Don't get put off by the nested lambdas, outer lambda runs just once to put count() generator and the constant 100 into the scope of the inner lambda.

I use this to send chunks of rows to mysql.

for k,v in groupby(bigdata, (lambda x,y: (lambda z: x.next()/y))(count(),100))):
    cursor.executemany(sql, v)

@Cuadue 2015-04-10 18:07:52

Here is a chunker without imports that supports generators:

def chunks(seq, size):
    it = iter(seq)
    while True:
        ret = tuple(it.next() for _ in range(size))
        if len(ret) == size:
            yield ret
        else:
            raise StopIteration()

Example of use:

>>> def foo():
...     i = 0
...     while True:
...         i += 1
...         yield i
...
>>> c = chunks(foo(), 3)
>>> c.next()
(1, 2, 3)
>>> c.next()
(4, 5, 6)
>>> list(chunks('abcdefg', 2))
[('a', 'b'), ('c', 'd'), ('e', 'f')]

@GingerPlusPlus 2014-12-02 19:32:56

About solution gave by J.F. Sebastian here:

def chunker(iterable, chunksize):
    return zip(*[iter(iterable)]*chunksize)

It's clever, but has one disadvantage - always return tuple. How to get string instead?
Of course you can write ''.join(chunker(...)), but the temporary tuple is constructed anyway.

You can get rid of the temporary tuple by writing own zip, like this:

class IteratorExhausted(Exception):
    pass

def translate_StopIteration(iterable, to=IteratorExhausted):
    for i in iterable:
        yield i
    raise to # StopIteration would get ignored because this is generator,
             # but custom exception can leave the generator.

def custom_zip(*iterables, reductor=tuple):
    iterators = tuple(map(translate_StopIteration, iterables))
    while True:
        try:
            yield reductor(next(i) for i in iterators)
        except IteratorExhausted: # when any of iterators get exhausted.
            break

Then

def chunker(data, size, reductor=tuple):
    return custom_zip(*[iter(data)]*size, reductor=reductor)

Example usage:

>>> for i in chunker('12345', 2):
...     print(repr(i))
...
('1', '2')

▸ **Challenges**:
1. Answer these questions about the thread on chunking iterables in Python:
(a) What does the first poster use the groupby approach to do?
(b) What does list(chunks('abcdefg', 2)) return in the chunker without imports?
(c) What disadvantage of the zip-based chunker is named in the thread?
2. Write the next part of the thread on chunking iterables in Python, picking up after its final line.

▸ **Entries**:
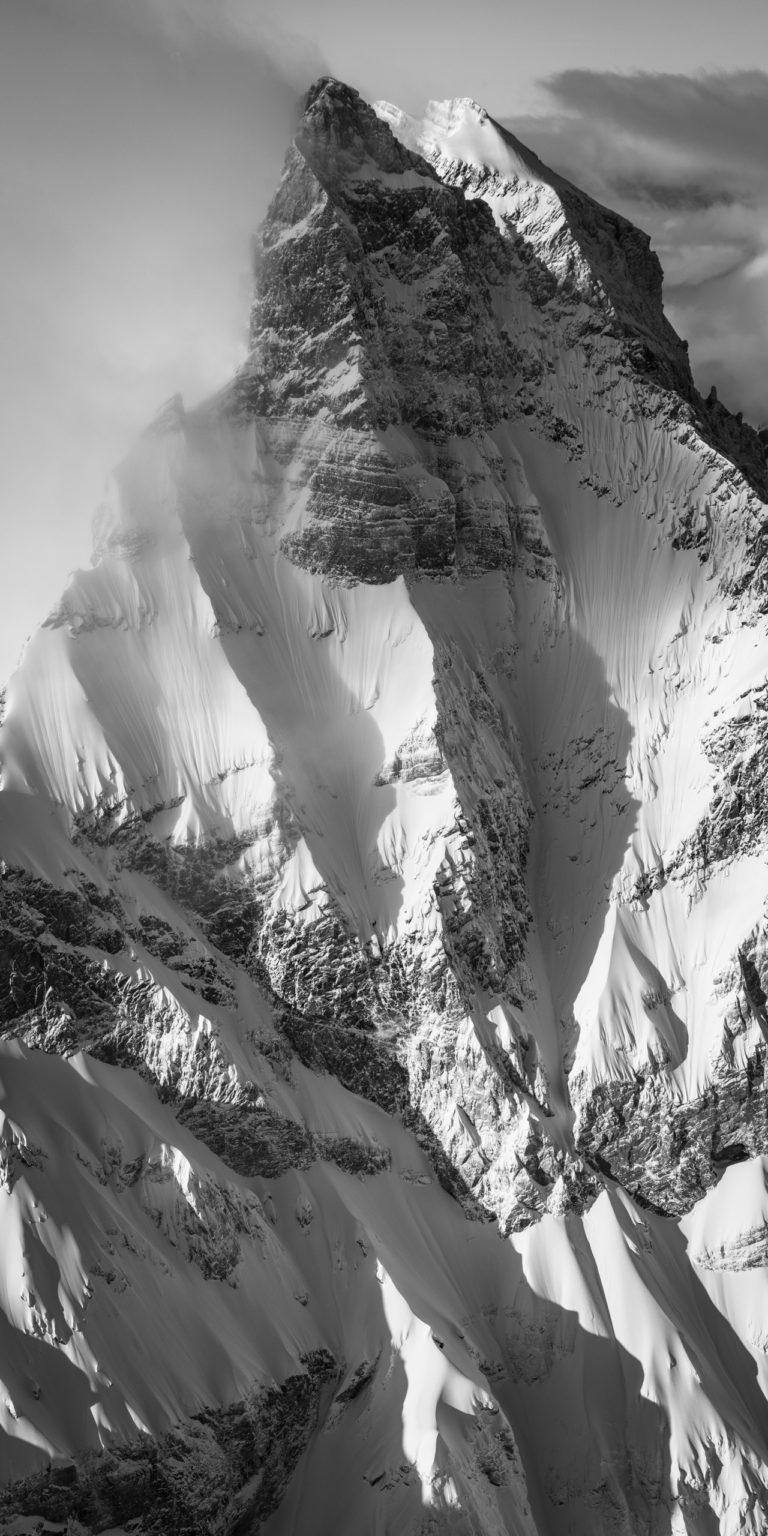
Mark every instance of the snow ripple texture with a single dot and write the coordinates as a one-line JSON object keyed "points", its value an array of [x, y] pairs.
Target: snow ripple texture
{"points": [[383, 903]]}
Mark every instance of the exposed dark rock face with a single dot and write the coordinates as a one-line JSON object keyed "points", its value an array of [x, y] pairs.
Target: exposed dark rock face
{"points": [[383, 945], [225, 1469]]}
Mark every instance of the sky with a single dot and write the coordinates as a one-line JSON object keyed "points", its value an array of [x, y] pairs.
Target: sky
{"points": [[140, 142]]}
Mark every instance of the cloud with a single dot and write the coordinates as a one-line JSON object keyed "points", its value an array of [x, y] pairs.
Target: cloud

▸ **Task-by-task results**:
1.
(a) To send chunks of rows to mysql.
(b) [('a', 'b'), ('c', 'd'), ('e', 'f')]
(c) It always returns a tuple.

2.
('3', '4')
>>> for i in chunker('12345', 2, ''.join):
...     print(repr(i))
...
'12'
'34'

@Alfe 2016-04-15 10:32:46

Not a critique meant for you to change your answer, but rather a comment: Code is a liability. The more code you write the more space you create for bugs to hide. From this point of view, rewriting zip instead of using the existing one seems not to be the best idea.

@GingerPlusPlus 2014-11-26 08:21:04

At first, I designed it to split strings into substrings to parse string containing hex.
Today I turned it into complex, but still simple generator.

def chunker(iterable, size, reductor, condition):
    it = iter(iterable)
    def chunk_generator():
        return (next(it) for _ in range(size))
    chunk = reductor(chunk_generator())
    while condition(chunk):
        yield chunk
        chunk = reductor(chunk_generator())

Arguments:

Obvious ones

  • iterable is any iterable / iterator / generator containg / generating / iterating over input data,
  • size is, of course, size of chunk you want get,

More interesting

  • reductor is a callable, which receives generator iterating over content of chunk.
    I'd expect it to return sequence or string, but I don't demand that.

    You can pass as this argument for example list, tuple, set, frozenset,
    or anything fancier. I'd pass this function, returning string
    (provided that iterable contains / generates / iterates over strings):

    def concatenate(iterable):
        return ''.join(iterable)
    

    Note that reductor can cause closing generator by raising exception.

  • condition is a callable which receives anything what reductor returned.
    It decides to approve & yield it (by returning anything evaluating to True),
    or to decline it & finish generator's work (by returning anything other or raising exception).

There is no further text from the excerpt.